Each line below from the one containing "For each instance of the dirt" through the one containing "For each instance of the rear door" is to be given again exactly, and no line outside that span.

-------------------------

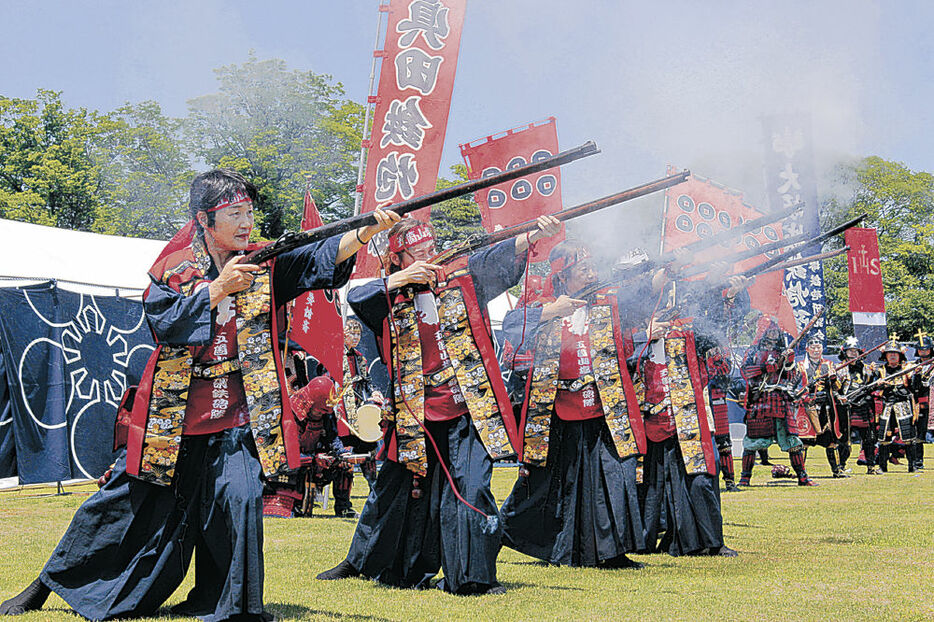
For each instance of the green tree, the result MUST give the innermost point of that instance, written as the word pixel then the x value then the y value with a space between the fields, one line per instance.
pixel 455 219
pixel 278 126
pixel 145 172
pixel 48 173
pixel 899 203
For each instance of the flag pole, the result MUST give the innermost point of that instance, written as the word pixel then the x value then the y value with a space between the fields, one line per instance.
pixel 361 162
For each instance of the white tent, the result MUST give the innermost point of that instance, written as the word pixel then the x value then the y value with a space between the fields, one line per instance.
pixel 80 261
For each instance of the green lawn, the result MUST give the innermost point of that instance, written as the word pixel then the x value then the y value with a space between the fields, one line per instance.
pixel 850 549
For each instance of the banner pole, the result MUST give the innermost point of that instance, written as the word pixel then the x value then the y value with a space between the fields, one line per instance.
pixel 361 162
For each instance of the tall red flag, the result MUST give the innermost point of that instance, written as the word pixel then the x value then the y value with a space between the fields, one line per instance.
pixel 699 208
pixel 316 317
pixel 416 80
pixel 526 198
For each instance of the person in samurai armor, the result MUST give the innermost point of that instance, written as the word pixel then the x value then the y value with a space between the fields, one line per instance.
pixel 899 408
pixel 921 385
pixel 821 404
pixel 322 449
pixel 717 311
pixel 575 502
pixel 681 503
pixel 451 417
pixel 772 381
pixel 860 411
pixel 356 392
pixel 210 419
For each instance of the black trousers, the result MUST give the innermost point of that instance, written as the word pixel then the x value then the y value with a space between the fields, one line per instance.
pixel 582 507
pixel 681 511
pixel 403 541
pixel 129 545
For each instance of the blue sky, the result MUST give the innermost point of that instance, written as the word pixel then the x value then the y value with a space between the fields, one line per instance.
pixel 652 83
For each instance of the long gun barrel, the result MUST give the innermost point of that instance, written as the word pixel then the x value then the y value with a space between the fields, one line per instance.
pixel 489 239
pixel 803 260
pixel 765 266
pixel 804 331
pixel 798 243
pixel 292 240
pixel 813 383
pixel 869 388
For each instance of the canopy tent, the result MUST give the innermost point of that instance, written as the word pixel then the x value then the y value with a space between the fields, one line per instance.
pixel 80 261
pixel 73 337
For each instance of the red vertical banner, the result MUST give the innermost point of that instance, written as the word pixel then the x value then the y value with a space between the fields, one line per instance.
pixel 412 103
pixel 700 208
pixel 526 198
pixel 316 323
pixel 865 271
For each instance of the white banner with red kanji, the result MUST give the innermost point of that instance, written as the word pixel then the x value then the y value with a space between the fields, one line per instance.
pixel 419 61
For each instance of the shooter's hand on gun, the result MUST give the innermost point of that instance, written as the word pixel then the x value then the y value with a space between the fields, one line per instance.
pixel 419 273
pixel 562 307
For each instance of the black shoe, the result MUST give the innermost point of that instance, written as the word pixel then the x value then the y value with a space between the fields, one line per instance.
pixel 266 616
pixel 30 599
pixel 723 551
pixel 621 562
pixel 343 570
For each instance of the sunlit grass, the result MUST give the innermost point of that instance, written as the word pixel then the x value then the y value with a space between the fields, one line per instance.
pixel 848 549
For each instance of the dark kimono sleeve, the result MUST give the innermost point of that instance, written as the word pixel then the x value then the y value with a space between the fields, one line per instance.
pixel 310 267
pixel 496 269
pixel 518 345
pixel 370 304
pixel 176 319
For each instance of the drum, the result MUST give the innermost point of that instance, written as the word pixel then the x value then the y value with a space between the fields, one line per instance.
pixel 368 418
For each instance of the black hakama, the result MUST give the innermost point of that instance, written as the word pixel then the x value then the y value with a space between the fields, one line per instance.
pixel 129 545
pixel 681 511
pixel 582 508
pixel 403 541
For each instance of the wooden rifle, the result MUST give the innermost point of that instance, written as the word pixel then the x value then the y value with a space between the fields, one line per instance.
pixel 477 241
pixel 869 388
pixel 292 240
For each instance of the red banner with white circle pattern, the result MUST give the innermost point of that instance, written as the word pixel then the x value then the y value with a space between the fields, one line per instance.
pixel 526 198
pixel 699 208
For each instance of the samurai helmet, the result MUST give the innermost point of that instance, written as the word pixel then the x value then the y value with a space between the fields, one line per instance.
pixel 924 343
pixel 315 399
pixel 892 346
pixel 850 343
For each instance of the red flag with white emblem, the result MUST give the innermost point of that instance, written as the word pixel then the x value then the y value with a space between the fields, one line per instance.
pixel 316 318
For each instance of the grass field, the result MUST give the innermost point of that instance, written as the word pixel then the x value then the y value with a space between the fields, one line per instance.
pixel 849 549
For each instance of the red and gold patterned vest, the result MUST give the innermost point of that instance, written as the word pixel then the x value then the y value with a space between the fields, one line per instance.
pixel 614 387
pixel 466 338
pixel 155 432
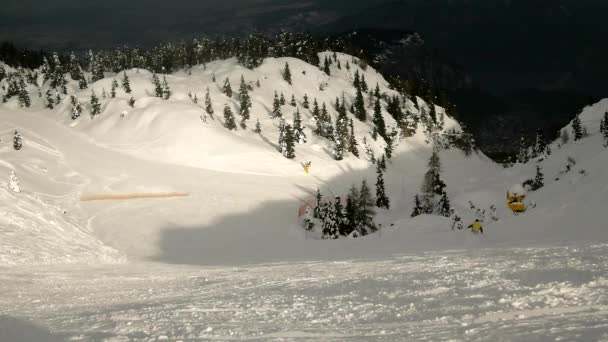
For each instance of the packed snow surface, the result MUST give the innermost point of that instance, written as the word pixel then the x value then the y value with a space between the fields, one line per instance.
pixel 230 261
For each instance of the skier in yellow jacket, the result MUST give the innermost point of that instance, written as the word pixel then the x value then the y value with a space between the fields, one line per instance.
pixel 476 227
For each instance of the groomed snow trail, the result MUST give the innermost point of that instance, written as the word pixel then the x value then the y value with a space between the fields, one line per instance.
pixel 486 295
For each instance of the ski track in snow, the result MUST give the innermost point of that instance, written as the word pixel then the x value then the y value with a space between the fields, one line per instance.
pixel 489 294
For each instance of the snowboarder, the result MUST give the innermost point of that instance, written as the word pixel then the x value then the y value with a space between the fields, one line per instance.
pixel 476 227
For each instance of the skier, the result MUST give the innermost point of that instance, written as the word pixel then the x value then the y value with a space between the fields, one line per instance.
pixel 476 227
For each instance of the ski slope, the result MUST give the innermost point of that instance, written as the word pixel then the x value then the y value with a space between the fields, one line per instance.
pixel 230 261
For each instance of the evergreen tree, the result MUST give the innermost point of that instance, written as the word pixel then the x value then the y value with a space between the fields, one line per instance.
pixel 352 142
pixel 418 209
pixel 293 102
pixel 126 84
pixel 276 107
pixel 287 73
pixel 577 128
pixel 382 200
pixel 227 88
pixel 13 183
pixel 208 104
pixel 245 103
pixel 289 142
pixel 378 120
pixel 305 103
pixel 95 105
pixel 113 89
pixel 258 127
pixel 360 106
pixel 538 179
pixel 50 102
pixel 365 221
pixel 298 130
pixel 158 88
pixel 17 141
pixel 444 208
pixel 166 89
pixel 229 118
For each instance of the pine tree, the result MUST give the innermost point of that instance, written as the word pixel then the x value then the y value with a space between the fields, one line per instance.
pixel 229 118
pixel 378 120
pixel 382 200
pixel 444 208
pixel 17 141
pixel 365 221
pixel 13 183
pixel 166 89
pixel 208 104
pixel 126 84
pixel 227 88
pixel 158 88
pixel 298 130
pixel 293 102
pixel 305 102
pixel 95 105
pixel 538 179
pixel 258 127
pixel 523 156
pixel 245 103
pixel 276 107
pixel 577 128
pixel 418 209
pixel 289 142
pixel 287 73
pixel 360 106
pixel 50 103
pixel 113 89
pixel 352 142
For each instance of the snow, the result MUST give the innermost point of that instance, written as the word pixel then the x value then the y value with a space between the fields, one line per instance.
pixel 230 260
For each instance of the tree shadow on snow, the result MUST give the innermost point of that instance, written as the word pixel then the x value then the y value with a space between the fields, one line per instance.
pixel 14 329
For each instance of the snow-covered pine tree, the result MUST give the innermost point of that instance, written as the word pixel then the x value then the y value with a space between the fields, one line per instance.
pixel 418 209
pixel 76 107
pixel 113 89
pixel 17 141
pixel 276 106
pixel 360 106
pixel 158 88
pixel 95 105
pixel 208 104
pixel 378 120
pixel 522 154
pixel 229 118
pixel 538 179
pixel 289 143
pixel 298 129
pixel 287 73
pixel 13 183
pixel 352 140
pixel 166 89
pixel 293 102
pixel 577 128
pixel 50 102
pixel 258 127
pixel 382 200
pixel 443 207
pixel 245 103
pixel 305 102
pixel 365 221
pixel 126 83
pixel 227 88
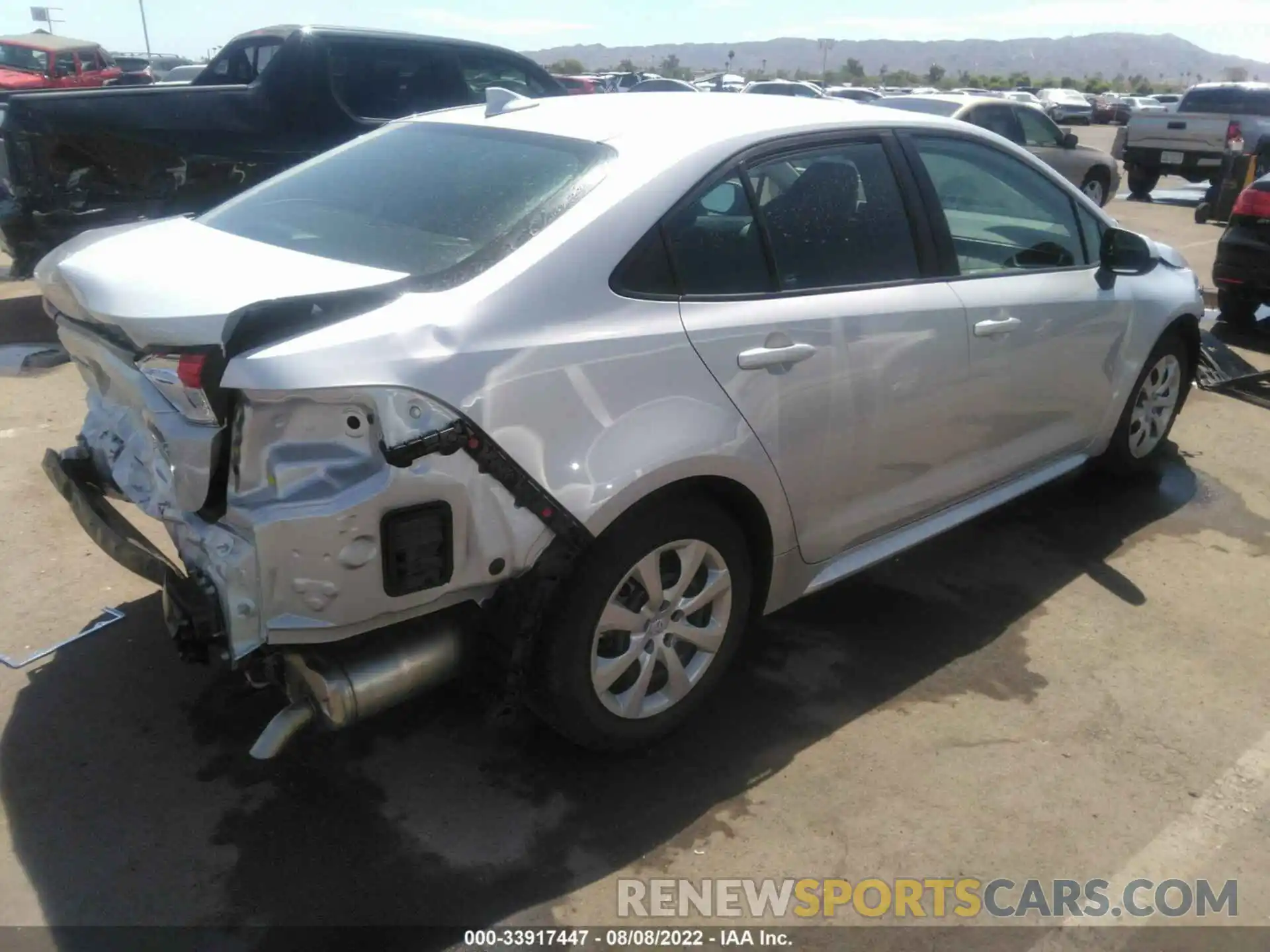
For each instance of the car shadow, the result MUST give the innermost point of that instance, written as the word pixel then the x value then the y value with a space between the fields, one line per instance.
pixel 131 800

-------------------------

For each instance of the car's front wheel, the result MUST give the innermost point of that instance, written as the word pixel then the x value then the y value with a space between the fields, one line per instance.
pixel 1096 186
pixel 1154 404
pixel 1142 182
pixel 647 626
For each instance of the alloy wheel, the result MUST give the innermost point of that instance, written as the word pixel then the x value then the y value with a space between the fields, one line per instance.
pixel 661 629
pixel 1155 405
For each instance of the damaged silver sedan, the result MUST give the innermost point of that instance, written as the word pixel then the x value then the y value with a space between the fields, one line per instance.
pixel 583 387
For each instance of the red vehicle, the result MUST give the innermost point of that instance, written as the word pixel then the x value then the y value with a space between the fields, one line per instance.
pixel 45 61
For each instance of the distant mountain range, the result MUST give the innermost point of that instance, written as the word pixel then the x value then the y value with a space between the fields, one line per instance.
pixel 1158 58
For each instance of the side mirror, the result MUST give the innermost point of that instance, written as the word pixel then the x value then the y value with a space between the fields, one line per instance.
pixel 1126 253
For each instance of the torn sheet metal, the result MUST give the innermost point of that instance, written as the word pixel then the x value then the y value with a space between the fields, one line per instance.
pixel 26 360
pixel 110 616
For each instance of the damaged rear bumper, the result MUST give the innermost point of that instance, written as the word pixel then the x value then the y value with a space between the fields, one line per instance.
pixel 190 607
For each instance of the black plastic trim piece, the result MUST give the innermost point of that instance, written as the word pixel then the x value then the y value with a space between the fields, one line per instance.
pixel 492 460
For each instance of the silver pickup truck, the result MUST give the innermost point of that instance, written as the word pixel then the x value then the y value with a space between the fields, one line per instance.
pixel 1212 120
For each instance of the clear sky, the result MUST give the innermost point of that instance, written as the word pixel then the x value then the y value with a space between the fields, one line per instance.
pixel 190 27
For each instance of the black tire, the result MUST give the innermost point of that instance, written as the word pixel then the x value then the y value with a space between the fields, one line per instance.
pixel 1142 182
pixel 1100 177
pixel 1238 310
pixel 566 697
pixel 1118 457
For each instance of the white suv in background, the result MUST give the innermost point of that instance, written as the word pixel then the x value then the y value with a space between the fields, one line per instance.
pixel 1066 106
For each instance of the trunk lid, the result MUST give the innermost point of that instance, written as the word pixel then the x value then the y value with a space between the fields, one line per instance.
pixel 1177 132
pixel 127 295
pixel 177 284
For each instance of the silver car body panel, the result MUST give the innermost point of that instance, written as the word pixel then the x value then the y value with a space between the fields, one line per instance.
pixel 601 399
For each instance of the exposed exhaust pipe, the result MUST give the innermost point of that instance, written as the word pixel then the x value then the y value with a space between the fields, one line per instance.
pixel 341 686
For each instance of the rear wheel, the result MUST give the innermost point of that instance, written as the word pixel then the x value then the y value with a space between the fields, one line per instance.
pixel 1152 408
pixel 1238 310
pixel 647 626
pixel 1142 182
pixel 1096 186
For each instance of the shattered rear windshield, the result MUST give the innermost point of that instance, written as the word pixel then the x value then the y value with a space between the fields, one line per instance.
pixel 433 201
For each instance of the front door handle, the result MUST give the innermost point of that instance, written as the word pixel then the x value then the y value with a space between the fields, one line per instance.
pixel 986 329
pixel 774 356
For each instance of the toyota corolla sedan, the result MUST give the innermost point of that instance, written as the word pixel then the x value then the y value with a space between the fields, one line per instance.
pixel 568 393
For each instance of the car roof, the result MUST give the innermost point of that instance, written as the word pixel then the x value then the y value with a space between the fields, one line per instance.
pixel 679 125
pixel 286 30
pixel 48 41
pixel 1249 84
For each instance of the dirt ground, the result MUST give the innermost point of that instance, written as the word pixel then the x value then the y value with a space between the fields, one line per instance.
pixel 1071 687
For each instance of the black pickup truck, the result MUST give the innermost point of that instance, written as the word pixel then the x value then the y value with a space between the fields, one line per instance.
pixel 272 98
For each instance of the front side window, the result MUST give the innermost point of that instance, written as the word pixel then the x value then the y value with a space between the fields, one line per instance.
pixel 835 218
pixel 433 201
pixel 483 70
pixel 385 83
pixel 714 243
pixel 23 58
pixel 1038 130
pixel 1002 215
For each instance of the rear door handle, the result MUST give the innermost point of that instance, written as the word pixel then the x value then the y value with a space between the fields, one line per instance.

-------------------------

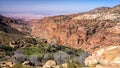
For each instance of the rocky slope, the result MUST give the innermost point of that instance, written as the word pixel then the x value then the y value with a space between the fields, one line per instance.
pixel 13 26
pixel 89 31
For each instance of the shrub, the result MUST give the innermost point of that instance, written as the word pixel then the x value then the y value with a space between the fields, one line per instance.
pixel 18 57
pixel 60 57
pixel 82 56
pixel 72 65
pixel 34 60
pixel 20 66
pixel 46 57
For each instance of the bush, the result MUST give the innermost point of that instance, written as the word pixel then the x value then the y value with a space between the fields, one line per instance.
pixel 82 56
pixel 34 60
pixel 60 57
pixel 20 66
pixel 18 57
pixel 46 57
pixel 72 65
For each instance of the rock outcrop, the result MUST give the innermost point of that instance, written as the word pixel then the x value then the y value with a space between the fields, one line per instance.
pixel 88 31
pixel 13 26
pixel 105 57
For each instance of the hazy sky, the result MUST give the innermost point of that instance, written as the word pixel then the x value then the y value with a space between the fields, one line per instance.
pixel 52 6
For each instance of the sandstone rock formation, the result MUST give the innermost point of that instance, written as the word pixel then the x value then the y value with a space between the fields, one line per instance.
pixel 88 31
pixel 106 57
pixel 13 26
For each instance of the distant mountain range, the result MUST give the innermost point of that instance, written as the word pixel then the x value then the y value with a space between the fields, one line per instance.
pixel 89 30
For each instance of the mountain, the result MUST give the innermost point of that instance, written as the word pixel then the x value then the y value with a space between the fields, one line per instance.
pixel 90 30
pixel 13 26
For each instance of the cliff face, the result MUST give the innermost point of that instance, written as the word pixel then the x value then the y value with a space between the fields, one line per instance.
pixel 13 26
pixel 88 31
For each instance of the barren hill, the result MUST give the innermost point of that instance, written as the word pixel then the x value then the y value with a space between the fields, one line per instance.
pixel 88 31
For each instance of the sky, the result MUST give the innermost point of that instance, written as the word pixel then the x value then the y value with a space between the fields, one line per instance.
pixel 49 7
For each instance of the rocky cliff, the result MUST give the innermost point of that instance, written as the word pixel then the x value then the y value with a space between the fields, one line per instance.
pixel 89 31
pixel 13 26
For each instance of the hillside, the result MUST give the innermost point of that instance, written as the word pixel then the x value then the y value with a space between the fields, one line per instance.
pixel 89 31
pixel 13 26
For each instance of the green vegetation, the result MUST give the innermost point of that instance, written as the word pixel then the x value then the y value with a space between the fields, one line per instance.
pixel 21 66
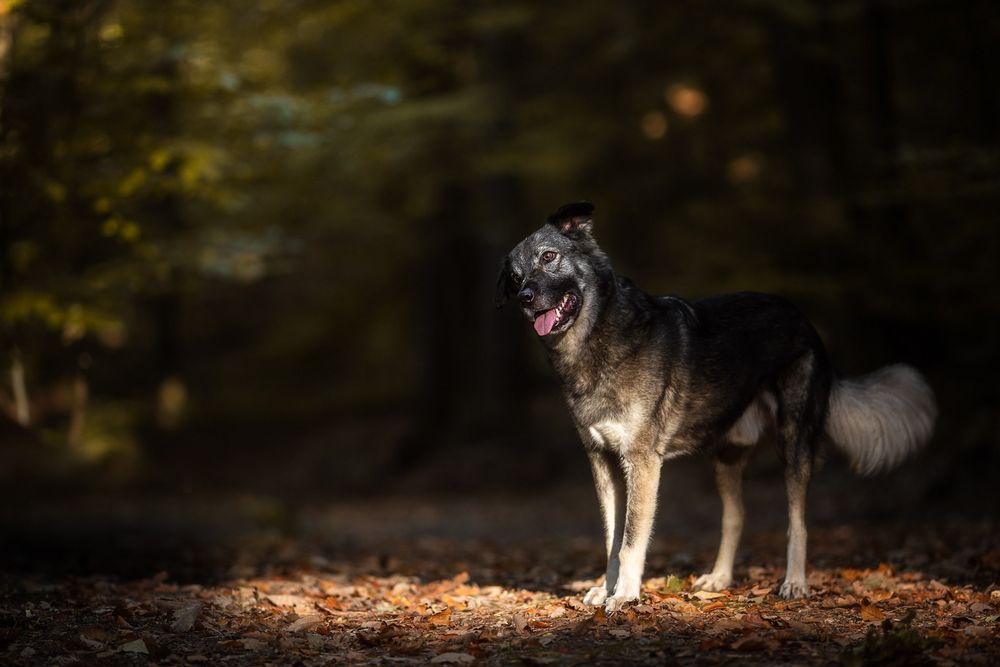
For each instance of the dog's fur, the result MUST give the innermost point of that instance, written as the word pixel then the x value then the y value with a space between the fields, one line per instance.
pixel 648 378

-------------------------

SOLUTION FOR THIS TASK:
For each instance of the dirt ground, the result MUST give the innermost point of that instance, written as the word pixel then the x value then the y value with a space between the fields, one line per instance.
pixel 1071 687
For each instance of the black pickup truck, the result MUST give the innermost point of that instance, written as the word pixel then the x value then the y value with a space between the fields, one line per instance.
pixel 272 98
For each instance of the front side window, the result MUST give the innermost point of that instance, written as the word pixel then the x value then the y value with a space between the fields, one line per instance.
pixel 835 218
pixel 433 201
pixel 483 70
pixel 385 83
pixel 714 243
pixel 23 58
pixel 1038 130
pixel 1002 215
For each instance of the rear door handle, the result MUST give the innermost point of that instance, written as the word pixel then the x value then the y value with a space between the fields, one line per instance.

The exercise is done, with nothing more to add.